§ **Work request**
Among the entries below, only the lines starting at the one with "Query: police officer wearing black beret" and ending at the one with "Query: pizza sign", both included, are to be printed exactly.

§ **Dataset extract**
/---

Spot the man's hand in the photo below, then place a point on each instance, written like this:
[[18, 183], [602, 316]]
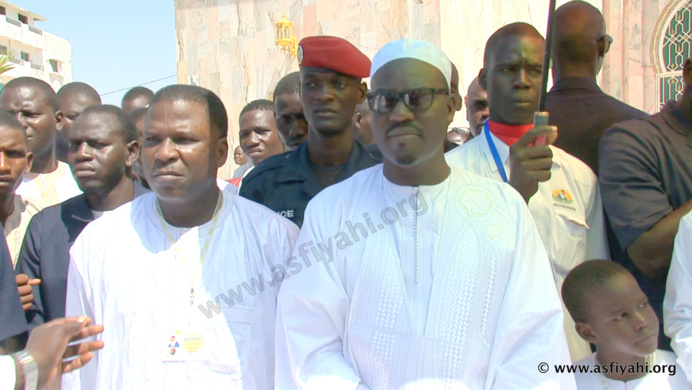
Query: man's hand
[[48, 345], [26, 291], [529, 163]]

\---
/---

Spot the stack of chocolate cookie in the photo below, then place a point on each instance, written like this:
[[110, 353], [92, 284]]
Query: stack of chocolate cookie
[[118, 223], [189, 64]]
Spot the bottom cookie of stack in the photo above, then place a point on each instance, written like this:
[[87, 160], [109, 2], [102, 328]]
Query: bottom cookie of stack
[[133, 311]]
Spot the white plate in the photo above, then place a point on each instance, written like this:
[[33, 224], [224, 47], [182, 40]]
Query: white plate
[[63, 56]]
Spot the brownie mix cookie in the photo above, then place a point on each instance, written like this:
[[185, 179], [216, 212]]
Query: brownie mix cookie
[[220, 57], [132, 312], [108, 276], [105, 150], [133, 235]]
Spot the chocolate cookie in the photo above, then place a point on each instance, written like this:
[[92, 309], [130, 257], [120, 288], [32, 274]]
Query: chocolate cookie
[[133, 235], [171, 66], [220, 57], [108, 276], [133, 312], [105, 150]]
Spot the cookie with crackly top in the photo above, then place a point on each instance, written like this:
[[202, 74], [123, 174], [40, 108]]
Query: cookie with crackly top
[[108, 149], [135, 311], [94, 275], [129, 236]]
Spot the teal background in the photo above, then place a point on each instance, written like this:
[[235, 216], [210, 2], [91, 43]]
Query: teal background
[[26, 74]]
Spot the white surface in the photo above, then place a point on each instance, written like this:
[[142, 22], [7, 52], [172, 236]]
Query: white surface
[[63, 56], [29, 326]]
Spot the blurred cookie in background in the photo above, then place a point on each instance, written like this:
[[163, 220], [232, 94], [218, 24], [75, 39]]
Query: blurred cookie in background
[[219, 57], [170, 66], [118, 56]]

\---
/---

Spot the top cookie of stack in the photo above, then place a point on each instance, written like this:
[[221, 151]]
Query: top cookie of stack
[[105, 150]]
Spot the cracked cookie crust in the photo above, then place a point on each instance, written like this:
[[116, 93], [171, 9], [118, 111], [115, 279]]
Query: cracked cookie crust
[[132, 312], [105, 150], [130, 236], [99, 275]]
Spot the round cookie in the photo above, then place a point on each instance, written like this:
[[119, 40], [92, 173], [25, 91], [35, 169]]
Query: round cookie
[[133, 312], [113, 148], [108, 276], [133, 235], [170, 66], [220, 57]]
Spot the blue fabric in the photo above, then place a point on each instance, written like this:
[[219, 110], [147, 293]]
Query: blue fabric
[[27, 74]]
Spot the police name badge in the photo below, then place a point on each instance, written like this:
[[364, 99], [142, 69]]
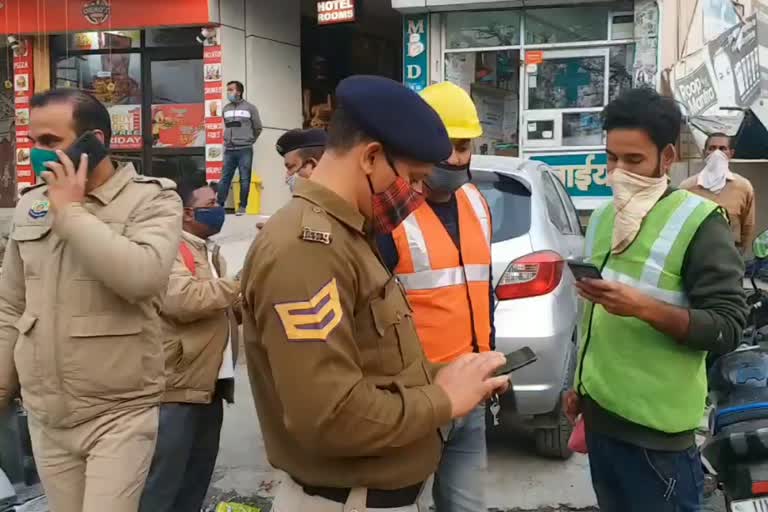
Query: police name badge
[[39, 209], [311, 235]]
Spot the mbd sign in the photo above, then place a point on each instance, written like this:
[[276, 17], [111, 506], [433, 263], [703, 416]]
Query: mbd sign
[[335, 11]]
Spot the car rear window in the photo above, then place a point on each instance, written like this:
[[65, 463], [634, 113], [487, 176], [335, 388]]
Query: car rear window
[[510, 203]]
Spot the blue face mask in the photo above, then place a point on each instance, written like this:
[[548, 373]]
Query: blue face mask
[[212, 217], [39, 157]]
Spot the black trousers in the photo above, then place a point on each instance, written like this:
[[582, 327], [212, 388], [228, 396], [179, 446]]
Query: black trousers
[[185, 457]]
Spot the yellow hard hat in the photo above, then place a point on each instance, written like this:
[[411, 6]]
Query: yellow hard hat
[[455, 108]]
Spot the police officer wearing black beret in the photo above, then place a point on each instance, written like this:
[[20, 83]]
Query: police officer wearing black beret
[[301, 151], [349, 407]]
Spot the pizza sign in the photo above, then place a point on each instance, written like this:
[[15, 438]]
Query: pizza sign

\---

§ **Response area**
Query: police officer wearing black beret
[[301, 151], [349, 407]]
Spot the pizza sign in the photo above, then place a point on each instance, written like this:
[[15, 438]]
Query: pizza sign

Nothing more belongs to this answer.